» Excerpted passage:
The Ontario Nurses Association (ONA) has filed its official report to Ontario's Long-Term Care COVID-19 Commission along with several recommendations calling on the provincial government to take action to improve the safety and care of residents.
The ONA also wants legislated changes to protect the workers who look after the patients in those homes.
Ontario's Long-Term Care COVID-19 Commission has held public hearings and has gathered evidence of conditions in long-term care homes since the commission was formed last summer. The commission is now in the report-writing phase and is expected to table its first report on April 30, one month from today.
As expected, the ONA report is filled with examples of poorly run homes, of staff being overworked and of residents suffering and dying as a result.
The report is broken down into four sub-reports; ONA Survey Results; ONA Final Submissions and Recommendations, Voices of Ontario's Long-Term Care Nurses and Fatal Choices, COVID-19 Nursing and the tragedy of long-term care.

[Collected data]
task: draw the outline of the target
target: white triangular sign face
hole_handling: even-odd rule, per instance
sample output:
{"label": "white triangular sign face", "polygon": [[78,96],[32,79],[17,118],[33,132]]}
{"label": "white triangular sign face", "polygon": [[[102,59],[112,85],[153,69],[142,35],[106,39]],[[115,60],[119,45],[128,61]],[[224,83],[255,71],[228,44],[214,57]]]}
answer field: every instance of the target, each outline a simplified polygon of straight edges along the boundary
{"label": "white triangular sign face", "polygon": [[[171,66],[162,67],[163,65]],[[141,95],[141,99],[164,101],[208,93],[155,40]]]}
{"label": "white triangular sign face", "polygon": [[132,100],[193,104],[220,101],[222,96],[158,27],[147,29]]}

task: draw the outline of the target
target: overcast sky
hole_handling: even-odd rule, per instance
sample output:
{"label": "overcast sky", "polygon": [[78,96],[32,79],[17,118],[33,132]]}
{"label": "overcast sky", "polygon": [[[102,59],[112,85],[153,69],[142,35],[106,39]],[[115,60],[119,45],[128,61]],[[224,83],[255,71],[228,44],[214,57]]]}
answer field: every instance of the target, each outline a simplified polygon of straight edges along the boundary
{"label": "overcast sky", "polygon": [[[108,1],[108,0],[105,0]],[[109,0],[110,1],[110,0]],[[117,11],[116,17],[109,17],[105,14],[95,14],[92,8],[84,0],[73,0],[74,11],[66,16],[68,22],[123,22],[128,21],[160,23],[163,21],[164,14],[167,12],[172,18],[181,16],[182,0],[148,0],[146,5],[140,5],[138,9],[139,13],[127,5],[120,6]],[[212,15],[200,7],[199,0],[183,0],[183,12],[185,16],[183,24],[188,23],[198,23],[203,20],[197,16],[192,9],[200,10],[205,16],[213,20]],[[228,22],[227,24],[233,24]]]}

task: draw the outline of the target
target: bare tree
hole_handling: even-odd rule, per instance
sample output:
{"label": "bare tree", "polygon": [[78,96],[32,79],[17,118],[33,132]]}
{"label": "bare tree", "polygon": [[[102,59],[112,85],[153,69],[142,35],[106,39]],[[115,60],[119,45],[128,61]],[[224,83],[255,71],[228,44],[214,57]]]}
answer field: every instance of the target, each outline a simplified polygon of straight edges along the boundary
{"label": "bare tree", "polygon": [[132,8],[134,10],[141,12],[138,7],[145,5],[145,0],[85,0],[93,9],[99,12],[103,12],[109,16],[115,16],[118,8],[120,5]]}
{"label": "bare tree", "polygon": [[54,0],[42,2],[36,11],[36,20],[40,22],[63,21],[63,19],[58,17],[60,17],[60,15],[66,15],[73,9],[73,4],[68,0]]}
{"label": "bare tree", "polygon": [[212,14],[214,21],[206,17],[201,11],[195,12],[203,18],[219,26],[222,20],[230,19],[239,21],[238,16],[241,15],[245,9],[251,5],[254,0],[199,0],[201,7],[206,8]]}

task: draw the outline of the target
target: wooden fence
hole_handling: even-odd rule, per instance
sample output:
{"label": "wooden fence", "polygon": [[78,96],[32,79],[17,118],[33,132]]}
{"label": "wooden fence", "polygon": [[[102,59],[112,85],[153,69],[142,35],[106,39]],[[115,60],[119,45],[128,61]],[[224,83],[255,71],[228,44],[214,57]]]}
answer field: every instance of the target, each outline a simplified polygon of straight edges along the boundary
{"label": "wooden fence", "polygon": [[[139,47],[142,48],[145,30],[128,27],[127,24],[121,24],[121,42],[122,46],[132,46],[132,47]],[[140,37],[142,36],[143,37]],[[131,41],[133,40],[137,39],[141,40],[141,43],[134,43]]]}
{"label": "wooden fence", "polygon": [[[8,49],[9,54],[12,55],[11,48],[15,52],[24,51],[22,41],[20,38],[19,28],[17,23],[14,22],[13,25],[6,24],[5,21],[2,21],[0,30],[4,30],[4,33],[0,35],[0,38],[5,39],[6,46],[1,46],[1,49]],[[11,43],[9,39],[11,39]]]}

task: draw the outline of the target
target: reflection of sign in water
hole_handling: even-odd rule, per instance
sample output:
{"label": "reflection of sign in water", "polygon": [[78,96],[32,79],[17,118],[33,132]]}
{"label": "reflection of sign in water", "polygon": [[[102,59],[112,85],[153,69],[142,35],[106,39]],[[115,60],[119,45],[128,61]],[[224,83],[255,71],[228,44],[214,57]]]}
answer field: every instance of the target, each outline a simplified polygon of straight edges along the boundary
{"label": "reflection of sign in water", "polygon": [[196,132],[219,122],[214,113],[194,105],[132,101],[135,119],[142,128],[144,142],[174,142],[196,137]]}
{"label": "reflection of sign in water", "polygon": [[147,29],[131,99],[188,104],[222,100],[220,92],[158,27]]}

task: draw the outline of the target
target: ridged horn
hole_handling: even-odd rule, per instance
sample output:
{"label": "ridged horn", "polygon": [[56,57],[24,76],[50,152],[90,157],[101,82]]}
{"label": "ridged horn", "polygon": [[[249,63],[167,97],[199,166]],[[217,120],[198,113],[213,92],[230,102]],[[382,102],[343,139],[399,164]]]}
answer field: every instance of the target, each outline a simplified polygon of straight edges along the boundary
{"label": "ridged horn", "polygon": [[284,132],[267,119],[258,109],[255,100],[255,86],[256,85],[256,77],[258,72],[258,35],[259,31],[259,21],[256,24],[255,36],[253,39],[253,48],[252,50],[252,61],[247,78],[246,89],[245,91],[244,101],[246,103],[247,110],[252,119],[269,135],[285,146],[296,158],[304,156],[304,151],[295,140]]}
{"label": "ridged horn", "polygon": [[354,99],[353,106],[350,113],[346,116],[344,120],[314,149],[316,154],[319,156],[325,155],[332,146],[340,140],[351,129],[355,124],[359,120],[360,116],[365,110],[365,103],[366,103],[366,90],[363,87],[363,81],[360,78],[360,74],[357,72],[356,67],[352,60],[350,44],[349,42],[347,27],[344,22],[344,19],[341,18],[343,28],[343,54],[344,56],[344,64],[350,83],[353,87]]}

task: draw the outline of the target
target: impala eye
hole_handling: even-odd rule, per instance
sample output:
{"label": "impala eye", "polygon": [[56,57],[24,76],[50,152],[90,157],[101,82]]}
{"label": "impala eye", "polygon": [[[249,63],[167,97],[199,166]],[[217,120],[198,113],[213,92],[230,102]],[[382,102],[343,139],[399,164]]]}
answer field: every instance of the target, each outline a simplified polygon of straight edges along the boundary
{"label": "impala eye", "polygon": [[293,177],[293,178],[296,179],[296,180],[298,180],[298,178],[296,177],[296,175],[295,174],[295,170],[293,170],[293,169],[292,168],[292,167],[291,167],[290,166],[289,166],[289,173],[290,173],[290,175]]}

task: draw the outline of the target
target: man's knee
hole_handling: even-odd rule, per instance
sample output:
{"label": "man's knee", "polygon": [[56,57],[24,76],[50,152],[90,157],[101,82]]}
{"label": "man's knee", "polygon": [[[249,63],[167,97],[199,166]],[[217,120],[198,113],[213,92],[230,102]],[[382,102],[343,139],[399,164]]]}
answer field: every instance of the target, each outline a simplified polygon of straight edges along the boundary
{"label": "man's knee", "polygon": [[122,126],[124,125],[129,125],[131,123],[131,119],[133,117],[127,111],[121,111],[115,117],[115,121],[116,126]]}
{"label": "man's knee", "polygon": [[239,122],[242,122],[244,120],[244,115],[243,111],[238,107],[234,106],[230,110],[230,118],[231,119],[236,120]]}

» Work required: In the article on the Ontario Nurses Association's report, residents are described as suffering and dying. According to the article, what led to this?

» Task response: The article presents the suffering and deaths of residents as the result of poorly run homes and overworked staff. The ONA report gives examples of both.